[Texte de lecture]
Benjamin de Tudèle le mentionne comme médecin en 1160. Il enseignait à l'école juive, « Yeshiva », au sein de l'ensemble synagogal. Benjamin de Tudèle raconte dans son ouvrage que les enseignants de cette école hébergeaient et enseignaient à tous ceux qui venaient de pays très éloignés. On leur fournissait également nourriture et vêtements en échange de leur dévouement et de leur travail au sein de l’école juive.
On y lisait et commentait les textes sacrées, le Talmud, on y enseignait la médecine, la botanique, les sciences, les arts…
A cette époque, Lunel était un foyer important de réflexion intellectuelle et culturelle, le siège d’affrontements intellectuels entre le clan des orthodoxes et celui des rationalistes issus de la pensée grecque d’Aristote. De grandes controverses ont lieu au sujet du Guide des égarés (ou des perplexes) de Maïmonide.

[Données fournies]

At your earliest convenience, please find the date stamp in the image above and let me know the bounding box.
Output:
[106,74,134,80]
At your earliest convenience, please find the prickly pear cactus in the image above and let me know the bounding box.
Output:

[À faire]
• 1. Recopiez fidèlement, dans le texte sur l'école juive de Lunel, tout ce qui va de « Benjamin de Tudèle le » jusqu'à « de l’école juive. ».
• 2. Prolongez le texte sur l'école juive de Lunel à la suite de sa dernière phrase.
Les enregistrements n'interviennent en rien dans ce travail.

[Réponses attendues]
• 1.
Benjamin de Tudèle le mentionne comme médecin en 1160. Il enseignait à l'école juive, « Yeshiva », au sein de l'ensemble synagogal. Benjamin de Tudèle raconte dans son ouvrage que les enseignants de cette école hébergeaient et enseignaient à tous ceux qui venaient de pays très éloignés. On leur fournissait également nourriture et vêtements en échange de leur dévouement et de leur travail au sein de l’école juive.

• 2.
Son fils, Samuel Ibn Tibbon, (né a Lunel vers 1160 et mort en 1230) voyage beaucoup et vit à Arles, Béziers, Marseille... il fut le plus illustre de la dynastie des Tibbonides, rabbin, médecin, traducteur ou encore philosophe.
Supérieur à son père, il traduit Maimonide (de l'arabe vers l'hébreu), rédige des livres médicaux et philosophiques, écrit la plupart du temps en arabe.
Les Juifs expulsés par le Roi de France :
Malgré sa notoriété, l’école juive de Lunel sera abandonnée suite à l’expulsion des juifs par le roi de France Philippe Le Bel en 1306. Malgré leur réhabilitation en 1315 et 1359, aucun juif ne reviendra à Lunel. Ils seront définitivement bannis du Languedoc-Roussillon en 1394 ; entre-temps certains se sont installés à Montpellier, foyer important du savoir médical, où subsistent aujourd’hui un mikvé d’époque médiévale, une maison d’études, une maison de l’aumône et une synagogue.
Nous sommes donc aux racines même de l’Europe judéo-chrétienne.
Lunel abrite en ces temps-là, une vie intellectuelle riche avec de nombreux savants, traducteurs, rabbins, médecins, philosophes...
En voici quelques-uns, connus par leurs écrits, leurs travaux, leurs traductions ou échanges épistolaires avec d'autres savants éminents qui les citent.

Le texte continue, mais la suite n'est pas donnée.